### EXERCISE MATERIALS

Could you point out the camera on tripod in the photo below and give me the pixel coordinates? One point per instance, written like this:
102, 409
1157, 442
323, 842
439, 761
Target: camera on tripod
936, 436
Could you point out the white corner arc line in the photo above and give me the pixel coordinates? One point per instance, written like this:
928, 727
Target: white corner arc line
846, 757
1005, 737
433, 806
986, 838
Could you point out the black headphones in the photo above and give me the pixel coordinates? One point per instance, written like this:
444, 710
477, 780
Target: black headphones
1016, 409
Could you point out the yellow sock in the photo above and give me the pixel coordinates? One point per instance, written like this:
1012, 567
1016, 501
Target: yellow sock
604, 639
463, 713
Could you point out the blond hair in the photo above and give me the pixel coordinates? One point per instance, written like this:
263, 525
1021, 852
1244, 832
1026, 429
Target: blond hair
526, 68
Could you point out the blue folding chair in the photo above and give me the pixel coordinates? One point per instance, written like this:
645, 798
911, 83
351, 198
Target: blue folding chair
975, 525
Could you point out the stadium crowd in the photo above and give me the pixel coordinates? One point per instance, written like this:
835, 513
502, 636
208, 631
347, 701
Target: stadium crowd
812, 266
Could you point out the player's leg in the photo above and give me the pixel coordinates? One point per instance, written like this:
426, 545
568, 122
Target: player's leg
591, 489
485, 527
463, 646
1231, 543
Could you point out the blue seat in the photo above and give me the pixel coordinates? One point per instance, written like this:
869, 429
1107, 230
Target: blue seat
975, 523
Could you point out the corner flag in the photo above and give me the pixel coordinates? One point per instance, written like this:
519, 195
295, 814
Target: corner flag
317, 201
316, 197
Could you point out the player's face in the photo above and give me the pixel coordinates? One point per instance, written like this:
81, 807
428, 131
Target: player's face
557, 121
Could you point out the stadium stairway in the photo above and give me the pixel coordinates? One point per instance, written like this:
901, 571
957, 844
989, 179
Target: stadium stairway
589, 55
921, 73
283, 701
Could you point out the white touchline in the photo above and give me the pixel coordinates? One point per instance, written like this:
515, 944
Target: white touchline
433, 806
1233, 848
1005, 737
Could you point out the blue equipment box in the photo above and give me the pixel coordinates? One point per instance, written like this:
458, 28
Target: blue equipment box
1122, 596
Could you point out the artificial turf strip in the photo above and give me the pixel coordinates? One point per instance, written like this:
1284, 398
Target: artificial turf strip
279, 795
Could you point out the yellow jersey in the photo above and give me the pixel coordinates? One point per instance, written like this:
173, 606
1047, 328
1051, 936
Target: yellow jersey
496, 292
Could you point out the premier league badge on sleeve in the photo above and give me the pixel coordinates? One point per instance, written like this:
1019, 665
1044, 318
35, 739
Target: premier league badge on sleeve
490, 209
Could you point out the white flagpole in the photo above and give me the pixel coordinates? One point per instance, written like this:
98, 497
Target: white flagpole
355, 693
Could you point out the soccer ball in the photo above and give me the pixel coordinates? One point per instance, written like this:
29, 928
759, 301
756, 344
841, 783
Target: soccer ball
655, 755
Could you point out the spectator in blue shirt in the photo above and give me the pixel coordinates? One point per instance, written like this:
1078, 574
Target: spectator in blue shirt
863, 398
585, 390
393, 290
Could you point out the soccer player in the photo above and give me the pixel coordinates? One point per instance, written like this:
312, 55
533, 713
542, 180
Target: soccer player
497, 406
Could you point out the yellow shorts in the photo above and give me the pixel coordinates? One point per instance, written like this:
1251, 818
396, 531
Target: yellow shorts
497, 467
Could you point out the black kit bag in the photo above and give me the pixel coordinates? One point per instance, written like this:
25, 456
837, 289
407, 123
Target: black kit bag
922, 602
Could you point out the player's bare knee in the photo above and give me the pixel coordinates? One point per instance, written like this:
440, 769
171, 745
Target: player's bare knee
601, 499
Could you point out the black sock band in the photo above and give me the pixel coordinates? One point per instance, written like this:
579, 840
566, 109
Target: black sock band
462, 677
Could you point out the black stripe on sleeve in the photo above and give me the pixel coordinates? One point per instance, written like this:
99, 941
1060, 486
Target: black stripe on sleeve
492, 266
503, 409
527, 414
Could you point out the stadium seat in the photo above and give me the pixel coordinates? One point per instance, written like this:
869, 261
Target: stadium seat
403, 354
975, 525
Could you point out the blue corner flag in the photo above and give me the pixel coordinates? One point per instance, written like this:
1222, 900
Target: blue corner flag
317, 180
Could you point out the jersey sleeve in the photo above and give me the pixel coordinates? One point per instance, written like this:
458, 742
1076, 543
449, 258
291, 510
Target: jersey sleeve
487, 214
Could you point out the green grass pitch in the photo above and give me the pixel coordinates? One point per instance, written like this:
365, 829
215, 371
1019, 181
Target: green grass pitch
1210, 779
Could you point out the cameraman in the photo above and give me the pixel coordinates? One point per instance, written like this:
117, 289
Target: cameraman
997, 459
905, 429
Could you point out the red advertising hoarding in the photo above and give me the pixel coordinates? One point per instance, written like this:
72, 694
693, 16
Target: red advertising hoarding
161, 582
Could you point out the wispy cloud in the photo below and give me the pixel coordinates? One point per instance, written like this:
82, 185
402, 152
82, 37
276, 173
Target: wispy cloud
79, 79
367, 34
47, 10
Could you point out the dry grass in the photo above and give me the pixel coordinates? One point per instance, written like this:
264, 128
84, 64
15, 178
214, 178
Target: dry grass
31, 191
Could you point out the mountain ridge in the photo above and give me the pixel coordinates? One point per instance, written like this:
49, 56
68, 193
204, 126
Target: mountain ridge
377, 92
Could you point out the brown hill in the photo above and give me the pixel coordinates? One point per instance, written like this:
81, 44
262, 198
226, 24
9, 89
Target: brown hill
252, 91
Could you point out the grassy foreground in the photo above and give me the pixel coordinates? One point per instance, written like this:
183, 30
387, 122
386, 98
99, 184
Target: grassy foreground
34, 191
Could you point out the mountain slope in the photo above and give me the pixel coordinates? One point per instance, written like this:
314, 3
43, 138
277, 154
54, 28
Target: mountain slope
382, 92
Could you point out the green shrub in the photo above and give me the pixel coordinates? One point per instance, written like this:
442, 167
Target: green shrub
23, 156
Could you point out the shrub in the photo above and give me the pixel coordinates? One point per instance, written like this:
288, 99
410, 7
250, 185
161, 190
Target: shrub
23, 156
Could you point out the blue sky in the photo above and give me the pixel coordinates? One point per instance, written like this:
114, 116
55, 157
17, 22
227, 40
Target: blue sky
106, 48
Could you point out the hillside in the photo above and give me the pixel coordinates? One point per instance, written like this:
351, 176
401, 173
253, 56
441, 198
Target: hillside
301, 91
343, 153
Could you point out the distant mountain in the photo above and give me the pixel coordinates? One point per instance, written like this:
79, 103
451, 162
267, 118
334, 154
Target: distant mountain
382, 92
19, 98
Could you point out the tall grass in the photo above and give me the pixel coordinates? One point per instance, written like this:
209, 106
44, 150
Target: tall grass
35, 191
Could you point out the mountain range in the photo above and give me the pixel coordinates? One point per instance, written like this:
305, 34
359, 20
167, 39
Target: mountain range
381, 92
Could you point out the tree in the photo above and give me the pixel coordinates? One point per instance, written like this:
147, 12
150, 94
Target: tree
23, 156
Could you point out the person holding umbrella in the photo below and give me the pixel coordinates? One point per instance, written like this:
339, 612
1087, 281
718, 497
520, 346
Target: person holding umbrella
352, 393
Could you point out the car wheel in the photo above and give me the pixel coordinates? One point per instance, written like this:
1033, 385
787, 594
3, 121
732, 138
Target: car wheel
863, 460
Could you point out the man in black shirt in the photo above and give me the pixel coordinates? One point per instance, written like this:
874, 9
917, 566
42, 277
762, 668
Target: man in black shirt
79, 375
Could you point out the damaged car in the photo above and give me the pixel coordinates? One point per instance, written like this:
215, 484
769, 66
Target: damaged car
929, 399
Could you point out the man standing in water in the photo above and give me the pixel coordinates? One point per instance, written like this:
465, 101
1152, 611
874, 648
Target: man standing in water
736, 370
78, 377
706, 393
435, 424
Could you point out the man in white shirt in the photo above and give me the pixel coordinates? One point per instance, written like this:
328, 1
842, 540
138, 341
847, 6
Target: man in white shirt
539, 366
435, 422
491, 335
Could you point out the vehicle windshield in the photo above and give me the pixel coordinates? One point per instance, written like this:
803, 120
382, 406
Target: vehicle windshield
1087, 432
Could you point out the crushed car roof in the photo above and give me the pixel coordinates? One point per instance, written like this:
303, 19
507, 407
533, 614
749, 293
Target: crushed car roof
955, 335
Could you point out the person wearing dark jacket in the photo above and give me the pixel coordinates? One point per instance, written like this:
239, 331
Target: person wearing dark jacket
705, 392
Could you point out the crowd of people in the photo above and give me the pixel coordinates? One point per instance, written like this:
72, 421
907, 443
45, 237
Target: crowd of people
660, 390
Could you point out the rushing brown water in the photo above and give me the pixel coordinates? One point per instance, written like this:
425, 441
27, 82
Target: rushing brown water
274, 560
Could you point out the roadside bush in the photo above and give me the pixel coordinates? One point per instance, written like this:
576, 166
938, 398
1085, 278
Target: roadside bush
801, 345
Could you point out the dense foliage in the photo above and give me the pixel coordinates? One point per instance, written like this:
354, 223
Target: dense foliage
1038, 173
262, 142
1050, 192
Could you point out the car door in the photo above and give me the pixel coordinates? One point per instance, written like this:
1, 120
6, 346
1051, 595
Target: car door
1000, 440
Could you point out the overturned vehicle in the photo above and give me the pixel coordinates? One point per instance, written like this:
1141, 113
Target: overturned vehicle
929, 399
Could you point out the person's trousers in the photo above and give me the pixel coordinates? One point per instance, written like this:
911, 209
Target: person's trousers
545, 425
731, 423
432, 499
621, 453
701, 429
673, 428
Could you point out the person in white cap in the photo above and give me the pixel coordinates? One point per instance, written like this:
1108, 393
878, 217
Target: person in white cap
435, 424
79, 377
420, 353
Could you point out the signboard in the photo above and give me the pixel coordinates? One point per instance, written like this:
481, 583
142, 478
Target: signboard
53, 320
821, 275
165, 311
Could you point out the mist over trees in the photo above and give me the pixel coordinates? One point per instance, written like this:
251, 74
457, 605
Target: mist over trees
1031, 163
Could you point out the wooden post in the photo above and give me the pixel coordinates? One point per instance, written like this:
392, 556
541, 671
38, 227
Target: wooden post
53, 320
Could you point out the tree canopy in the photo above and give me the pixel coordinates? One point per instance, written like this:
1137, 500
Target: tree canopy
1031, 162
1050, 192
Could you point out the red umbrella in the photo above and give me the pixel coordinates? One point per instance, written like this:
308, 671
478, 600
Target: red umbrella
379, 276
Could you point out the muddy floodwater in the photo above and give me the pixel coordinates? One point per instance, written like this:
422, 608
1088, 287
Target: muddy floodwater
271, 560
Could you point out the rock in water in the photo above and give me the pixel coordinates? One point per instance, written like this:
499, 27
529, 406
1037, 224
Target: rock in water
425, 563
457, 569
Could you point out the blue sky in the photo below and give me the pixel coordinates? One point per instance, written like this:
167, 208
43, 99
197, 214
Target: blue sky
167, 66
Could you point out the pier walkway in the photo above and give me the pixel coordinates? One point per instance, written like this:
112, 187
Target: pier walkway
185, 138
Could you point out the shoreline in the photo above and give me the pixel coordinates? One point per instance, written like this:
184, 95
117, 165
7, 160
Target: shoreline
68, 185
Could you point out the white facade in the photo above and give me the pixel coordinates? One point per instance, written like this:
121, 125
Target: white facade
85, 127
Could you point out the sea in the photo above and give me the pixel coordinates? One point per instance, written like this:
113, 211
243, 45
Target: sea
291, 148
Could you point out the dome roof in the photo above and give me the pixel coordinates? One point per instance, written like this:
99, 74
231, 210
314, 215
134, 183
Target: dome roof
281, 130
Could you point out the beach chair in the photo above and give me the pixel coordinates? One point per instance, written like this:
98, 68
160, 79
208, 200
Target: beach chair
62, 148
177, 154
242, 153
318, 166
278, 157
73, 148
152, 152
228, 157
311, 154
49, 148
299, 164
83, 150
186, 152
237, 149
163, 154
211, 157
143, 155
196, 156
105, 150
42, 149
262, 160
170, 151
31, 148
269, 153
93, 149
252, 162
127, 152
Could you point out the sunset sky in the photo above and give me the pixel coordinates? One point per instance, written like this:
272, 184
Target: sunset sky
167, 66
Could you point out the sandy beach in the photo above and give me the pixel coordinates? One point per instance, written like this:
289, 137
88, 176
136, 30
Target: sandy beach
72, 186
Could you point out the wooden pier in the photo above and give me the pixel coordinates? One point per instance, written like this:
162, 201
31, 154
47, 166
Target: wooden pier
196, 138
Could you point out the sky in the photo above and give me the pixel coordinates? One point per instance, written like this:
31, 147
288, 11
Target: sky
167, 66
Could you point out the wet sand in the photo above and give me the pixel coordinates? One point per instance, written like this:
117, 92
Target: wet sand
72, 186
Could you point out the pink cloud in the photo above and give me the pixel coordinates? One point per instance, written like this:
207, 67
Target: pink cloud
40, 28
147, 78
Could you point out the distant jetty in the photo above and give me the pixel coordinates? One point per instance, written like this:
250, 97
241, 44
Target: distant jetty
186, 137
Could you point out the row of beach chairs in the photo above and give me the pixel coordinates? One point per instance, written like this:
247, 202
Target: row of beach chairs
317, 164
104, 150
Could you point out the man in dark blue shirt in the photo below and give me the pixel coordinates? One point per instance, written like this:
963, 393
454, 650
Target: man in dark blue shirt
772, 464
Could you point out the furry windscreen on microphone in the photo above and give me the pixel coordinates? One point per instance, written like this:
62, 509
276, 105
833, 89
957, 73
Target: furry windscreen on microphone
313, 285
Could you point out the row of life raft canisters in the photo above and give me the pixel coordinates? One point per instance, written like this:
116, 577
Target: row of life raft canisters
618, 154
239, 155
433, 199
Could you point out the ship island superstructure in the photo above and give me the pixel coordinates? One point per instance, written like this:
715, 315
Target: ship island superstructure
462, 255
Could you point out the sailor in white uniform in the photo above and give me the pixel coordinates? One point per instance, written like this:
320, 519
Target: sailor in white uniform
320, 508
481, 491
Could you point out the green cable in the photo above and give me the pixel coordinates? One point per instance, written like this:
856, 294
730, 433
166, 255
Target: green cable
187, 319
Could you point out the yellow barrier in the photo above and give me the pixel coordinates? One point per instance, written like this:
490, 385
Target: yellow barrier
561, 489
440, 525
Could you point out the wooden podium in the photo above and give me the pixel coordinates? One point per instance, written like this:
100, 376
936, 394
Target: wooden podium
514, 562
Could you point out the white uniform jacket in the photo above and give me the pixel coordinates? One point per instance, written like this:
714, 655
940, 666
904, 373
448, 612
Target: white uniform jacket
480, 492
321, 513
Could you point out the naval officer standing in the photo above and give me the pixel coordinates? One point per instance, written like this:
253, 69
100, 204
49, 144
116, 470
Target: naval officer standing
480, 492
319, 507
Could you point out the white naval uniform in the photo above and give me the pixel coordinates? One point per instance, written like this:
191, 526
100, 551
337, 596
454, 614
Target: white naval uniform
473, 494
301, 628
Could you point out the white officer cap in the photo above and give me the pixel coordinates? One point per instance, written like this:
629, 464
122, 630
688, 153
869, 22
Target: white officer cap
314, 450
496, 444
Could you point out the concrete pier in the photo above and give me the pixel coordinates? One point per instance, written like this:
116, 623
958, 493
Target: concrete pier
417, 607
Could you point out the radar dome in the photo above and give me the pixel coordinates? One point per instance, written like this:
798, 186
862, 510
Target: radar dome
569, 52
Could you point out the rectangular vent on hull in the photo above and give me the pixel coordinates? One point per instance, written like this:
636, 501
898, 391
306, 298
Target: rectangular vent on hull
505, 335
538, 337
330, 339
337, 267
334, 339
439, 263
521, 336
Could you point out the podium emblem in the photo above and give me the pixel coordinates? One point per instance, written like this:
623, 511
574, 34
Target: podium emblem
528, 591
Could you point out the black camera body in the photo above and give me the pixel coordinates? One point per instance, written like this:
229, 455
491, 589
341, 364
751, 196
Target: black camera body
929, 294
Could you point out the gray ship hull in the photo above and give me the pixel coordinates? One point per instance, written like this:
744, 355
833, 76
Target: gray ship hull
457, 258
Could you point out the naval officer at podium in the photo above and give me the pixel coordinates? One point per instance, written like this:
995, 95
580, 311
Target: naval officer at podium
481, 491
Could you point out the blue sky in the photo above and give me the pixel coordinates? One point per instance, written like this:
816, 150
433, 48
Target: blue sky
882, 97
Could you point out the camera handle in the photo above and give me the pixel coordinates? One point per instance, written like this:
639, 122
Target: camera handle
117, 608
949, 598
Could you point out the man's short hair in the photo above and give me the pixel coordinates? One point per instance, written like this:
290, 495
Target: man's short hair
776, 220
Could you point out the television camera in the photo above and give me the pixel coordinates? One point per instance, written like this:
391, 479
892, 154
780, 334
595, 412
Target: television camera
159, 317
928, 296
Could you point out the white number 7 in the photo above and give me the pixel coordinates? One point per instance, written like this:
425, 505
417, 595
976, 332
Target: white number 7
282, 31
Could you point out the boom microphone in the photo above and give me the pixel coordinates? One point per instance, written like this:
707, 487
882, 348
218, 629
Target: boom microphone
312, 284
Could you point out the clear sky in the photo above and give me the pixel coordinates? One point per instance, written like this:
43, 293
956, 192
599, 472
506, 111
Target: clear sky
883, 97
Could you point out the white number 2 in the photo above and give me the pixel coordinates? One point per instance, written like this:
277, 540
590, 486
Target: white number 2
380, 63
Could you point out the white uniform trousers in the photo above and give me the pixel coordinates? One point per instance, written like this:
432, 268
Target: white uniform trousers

######

§ **DIRECTIONS FOR THIS TASK**:
Search the listing for the word "below". Copy every line in which it occurs.

§ **WRITTEN REPLY**:
Could you point out the camera on tripod in the photo below and give me the pixel coordinates? One point per instance, written like this:
Could you point out the wispy cloud in the photo below and give me the pixel coordinates? One point per instance, written like this:
Could you point out the person holding umbrella in the photo below and give me the pixel coordinates? One point per instance, written like this:
Could you point out the blue sky in the photo below and give me the pixel coordinates? One point per instance, written like this:
Could you point out the man in dark blue shirt in the photo below and give me the pixel coordinates? One point per instance, written like this:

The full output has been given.